Assigned task.
All lines in the listing below from the one containing "[locate] tree (a" through the last should be written out exactly, and only those.

Records provided.
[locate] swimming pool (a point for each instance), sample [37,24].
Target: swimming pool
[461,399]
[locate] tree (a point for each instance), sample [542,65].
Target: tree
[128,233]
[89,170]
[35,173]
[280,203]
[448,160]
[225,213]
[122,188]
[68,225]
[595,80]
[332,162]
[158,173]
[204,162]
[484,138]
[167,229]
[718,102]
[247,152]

Response area.
[locate] tree (a point for each instance), sample [542,65].
Target: tree
[128,233]
[89,170]
[35,173]
[280,203]
[448,160]
[225,213]
[122,188]
[68,225]
[595,80]
[332,162]
[158,173]
[204,162]
[484,138]
[167,229]
[718,102]
[247,152]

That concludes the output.